### Exercise aim
Wherever the word "each" occurs in the lines below, copy the whole line.

### Dataset entries
---------------

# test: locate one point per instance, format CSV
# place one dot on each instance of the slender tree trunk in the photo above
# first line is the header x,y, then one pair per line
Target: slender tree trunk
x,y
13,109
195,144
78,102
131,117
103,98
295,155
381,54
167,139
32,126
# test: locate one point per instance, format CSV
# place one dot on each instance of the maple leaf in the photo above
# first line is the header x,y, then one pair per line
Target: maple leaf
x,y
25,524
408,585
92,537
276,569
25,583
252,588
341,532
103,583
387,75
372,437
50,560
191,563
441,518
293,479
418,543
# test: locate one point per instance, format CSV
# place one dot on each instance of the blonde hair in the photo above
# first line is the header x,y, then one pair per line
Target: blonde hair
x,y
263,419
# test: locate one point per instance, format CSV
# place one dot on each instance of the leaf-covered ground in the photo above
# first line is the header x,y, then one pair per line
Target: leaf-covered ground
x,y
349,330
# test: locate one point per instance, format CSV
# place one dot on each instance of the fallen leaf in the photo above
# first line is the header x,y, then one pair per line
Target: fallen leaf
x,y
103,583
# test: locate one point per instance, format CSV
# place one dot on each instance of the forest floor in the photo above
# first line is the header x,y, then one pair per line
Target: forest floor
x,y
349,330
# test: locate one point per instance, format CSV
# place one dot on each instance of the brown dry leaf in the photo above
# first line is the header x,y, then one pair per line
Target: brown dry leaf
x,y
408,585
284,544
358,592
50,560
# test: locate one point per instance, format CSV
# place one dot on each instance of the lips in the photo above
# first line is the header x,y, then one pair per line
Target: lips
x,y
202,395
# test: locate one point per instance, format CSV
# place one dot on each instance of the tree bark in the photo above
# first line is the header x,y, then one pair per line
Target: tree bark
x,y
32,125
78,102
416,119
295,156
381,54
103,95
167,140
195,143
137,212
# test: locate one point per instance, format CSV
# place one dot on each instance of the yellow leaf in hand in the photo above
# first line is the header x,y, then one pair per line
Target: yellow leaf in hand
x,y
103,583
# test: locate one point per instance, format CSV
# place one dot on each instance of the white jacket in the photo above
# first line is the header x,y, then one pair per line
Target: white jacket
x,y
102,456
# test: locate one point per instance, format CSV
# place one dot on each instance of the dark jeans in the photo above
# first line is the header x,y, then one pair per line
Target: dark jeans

---------------

### Result of this task
# place one dot on each instance of the slender tree trunk in the photo above
# place one dot on each instance of the maple leaf in the photo above
# place one dot on each instance of the blonde hair in the photo above
# place one dot on each instance of the leaf-covered ground in the photo above
# place one dot on each instance of the fallen leaf in the photo above
# place one dot on each instance of the forest floor in the photo above
# place one dot on each instance of the brown dry leaf in the photo above
# place one dot on each instance of the lips in the photo above
# place one dot on each instance of the tree bark in the photo above
# place one dot on each instance of the yellow leaf in hand in the photo above
# place one dot on each instance of the white jacket in the photo above
# place one dot on each instance of the dark jeans in the photo above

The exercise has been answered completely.